--- EXERCISE DESCRIPTION ---
Restate word for word the lines from the one containing "segment photo of wetland" through the end of the listing below, with both ends included.

(Extracted data entries)
※

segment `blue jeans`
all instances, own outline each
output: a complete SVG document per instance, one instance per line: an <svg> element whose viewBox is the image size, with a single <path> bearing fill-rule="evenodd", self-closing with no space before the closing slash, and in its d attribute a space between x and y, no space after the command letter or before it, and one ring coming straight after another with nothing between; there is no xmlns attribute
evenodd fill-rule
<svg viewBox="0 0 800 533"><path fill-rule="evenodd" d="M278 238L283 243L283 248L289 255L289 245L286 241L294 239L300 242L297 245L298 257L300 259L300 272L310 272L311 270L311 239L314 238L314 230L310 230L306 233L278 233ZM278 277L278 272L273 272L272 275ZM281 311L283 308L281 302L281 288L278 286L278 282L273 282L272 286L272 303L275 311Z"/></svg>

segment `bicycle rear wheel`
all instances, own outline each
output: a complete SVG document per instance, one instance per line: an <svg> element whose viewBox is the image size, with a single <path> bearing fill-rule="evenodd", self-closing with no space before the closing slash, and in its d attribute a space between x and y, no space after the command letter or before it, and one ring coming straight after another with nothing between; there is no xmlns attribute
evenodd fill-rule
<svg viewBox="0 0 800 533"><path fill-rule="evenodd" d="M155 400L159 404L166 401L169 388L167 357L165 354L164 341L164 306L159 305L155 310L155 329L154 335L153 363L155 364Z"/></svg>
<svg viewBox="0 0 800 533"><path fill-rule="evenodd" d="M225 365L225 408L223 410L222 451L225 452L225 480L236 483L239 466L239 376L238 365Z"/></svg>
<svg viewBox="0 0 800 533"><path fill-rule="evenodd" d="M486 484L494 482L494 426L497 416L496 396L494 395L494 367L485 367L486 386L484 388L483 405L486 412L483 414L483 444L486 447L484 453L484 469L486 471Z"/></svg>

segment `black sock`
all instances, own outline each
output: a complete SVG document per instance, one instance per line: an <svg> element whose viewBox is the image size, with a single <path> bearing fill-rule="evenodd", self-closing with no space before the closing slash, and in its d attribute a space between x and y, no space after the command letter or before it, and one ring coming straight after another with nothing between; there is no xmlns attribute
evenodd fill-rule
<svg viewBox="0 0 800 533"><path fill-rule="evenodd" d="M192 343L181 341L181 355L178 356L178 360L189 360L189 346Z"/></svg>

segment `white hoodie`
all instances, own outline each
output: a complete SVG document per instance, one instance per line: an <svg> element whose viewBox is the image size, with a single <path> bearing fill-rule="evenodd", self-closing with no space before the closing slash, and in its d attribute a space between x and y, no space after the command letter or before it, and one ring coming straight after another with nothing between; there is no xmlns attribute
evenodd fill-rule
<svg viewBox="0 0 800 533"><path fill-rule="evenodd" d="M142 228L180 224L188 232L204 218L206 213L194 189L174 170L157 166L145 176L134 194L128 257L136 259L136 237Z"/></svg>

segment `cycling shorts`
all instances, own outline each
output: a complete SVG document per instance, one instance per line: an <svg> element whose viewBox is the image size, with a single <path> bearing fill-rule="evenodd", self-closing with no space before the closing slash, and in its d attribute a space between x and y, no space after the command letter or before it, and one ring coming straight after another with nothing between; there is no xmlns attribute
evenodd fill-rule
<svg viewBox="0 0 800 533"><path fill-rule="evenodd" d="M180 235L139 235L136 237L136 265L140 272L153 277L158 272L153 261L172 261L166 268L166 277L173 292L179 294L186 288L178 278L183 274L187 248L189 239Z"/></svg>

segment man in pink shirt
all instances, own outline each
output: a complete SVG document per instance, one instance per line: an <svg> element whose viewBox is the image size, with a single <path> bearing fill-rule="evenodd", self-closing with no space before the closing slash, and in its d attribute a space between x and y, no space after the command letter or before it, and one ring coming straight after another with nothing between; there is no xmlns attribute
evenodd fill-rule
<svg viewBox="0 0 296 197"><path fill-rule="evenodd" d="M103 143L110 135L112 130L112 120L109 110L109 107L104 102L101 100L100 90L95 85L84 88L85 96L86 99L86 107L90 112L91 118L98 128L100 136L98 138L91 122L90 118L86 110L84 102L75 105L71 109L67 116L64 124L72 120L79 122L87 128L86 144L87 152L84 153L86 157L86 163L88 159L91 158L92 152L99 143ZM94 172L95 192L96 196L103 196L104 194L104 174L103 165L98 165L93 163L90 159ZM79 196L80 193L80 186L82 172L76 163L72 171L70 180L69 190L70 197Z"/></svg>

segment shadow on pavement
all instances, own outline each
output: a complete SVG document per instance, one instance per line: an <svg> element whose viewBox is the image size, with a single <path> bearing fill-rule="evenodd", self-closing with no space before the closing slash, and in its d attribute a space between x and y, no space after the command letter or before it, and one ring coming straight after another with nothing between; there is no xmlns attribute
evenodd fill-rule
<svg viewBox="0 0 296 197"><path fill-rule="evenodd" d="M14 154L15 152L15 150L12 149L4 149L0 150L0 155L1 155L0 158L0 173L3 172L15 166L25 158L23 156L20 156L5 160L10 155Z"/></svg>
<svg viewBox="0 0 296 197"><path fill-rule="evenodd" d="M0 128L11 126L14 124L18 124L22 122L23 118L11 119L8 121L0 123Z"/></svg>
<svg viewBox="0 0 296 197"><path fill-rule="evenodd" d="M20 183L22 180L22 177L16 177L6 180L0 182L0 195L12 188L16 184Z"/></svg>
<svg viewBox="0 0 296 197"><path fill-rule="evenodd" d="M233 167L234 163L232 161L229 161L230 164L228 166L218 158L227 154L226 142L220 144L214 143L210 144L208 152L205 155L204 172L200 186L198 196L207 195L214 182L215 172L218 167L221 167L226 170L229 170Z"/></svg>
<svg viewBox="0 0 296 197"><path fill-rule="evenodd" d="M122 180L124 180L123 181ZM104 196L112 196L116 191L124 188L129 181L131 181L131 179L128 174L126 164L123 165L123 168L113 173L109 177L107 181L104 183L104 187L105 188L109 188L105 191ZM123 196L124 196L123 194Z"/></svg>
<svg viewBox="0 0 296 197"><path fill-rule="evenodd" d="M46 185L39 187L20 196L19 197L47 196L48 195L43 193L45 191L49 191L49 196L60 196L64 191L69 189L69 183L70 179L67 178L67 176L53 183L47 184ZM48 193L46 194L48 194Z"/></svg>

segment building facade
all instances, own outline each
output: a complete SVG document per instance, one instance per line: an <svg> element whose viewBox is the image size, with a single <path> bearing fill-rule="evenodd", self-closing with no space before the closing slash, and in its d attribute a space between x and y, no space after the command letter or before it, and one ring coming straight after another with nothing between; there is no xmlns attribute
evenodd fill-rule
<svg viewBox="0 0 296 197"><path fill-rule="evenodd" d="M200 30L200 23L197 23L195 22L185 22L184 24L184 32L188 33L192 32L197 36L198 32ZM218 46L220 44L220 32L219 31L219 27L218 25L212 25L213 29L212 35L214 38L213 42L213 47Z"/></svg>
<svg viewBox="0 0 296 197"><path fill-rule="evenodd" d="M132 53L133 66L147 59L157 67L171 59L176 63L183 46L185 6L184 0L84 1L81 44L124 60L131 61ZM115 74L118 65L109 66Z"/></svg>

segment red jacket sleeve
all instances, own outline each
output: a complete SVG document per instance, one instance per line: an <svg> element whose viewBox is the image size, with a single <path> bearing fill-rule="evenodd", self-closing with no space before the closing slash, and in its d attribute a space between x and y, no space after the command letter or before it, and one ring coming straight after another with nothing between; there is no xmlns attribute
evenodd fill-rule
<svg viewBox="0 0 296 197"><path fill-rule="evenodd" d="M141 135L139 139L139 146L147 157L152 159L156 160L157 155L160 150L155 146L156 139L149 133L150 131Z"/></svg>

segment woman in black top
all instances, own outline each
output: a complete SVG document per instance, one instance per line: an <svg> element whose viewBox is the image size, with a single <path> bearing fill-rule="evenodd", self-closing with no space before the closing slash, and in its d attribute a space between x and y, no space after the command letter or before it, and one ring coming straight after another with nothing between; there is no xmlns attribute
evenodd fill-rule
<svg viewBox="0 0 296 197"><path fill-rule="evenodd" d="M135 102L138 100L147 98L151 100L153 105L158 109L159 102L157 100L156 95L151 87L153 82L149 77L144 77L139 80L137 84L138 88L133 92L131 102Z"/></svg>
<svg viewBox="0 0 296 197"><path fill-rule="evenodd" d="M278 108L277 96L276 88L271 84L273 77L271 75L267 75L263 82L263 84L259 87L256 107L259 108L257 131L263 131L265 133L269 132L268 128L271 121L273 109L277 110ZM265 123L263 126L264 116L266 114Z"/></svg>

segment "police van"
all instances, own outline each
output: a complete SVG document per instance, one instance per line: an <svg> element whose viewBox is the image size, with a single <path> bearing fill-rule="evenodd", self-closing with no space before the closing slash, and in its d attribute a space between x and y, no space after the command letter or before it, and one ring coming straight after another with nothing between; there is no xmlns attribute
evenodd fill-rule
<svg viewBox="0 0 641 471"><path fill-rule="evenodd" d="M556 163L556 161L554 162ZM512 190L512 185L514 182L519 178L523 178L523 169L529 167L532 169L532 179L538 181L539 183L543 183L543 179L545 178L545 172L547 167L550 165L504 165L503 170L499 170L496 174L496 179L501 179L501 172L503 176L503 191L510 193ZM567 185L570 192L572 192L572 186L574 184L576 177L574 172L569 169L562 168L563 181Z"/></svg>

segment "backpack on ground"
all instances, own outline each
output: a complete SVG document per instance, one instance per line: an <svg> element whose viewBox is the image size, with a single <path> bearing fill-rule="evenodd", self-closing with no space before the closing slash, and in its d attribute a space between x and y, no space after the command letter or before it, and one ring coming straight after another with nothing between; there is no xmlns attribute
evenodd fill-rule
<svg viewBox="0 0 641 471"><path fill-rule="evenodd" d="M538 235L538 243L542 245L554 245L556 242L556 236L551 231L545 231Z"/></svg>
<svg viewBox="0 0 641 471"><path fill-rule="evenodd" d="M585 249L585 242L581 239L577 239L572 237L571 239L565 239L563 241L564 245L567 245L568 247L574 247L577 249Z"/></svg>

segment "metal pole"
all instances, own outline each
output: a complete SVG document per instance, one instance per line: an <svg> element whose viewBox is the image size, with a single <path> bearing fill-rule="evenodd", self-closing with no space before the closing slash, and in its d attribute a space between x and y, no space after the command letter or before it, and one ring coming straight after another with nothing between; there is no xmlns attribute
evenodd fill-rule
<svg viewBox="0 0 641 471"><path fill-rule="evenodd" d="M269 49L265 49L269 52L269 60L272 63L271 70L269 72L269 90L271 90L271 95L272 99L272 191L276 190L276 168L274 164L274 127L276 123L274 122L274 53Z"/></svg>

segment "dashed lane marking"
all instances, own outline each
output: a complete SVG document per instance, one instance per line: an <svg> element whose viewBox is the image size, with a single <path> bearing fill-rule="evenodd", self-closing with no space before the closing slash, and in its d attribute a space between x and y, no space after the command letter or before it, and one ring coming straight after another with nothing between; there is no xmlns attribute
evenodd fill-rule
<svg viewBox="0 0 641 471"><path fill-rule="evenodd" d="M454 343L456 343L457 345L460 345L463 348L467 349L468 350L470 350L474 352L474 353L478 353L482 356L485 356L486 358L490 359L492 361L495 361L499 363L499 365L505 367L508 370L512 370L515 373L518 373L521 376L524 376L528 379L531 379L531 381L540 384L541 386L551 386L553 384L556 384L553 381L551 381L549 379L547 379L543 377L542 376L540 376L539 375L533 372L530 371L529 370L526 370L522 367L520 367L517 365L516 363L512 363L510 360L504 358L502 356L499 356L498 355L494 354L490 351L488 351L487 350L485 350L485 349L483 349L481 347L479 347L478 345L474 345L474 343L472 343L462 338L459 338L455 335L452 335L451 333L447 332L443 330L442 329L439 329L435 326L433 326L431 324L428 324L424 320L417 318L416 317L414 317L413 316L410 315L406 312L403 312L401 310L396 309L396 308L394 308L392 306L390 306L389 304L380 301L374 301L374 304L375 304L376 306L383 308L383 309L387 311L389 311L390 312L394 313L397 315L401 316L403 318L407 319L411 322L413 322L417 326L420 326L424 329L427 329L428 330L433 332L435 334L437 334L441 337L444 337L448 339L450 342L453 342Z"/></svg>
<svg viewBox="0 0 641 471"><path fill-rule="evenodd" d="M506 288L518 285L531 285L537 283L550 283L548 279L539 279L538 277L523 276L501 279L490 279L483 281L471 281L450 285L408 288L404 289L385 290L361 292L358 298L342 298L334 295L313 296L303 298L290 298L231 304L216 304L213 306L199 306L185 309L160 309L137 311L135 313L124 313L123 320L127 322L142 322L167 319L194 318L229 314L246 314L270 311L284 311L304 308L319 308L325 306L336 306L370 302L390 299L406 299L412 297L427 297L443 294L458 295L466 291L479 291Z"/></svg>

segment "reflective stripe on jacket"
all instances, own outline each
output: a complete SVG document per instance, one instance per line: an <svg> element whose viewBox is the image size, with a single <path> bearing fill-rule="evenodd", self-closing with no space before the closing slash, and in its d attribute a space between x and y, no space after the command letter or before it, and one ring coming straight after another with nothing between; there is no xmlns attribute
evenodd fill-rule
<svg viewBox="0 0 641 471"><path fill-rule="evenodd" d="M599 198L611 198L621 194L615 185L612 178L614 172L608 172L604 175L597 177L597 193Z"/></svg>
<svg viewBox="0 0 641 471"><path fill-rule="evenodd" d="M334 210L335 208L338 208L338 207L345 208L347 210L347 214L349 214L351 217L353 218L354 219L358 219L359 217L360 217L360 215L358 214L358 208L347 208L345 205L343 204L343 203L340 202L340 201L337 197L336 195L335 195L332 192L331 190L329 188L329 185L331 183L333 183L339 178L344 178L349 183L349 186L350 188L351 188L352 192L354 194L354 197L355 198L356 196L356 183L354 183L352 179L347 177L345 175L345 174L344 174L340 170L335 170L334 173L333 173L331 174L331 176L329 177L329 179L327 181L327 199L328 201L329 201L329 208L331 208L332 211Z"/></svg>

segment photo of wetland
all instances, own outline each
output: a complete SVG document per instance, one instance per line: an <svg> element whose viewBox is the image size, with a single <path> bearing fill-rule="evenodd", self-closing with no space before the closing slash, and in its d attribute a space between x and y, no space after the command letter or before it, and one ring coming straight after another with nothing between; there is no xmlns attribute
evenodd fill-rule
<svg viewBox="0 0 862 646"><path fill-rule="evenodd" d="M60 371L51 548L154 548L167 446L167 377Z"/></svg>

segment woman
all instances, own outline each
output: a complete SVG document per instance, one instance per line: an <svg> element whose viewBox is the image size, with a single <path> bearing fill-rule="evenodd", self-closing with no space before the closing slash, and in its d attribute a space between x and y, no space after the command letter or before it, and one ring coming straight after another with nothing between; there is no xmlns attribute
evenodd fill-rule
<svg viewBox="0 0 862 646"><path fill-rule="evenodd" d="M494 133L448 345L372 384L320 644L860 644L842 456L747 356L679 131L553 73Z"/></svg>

※

--- RESPONSE TO THIS TASK ---
segment photo of wetland
all instances, own outline each
output: a complete SVG document per instance, one instance per line: an <svg> element whose viewBox is the image size, with a single <path> bearing fill-rule="evenodd", self-closing with no space before the closing slash, and in its d attribute a space between x and y, no space after the command letter or before it, and one ring coming straight after another with nothing between; there is no xmlns attribute
evenodd fill-rule
<svg viewBox="0 0 862 646"><path fill-rule="evenodd" d="M60 371L51 548L154 548L167 446L167 377Z"/></svg>

segment woman
all instances, own outline each
output: a complete SVG document per instance, one instance per line: an <svg> element whose viewBox is the image size, with a single <path> bearing fill-rule="evenodd", self-closing with no space before the closing slash, and in its d attribute a space between x and y, no space after the command letter or before it, and one ring coming straight after another with nothing between; there is no xmlns attribute
evenodd fill-rule
<svg viewBox="0 0 862 646"><path fill-rule="evenodd" d="M494 133L448 345L372 384L320 644L860 644L842 456L747 356L679 131L553 73Z"/></svg>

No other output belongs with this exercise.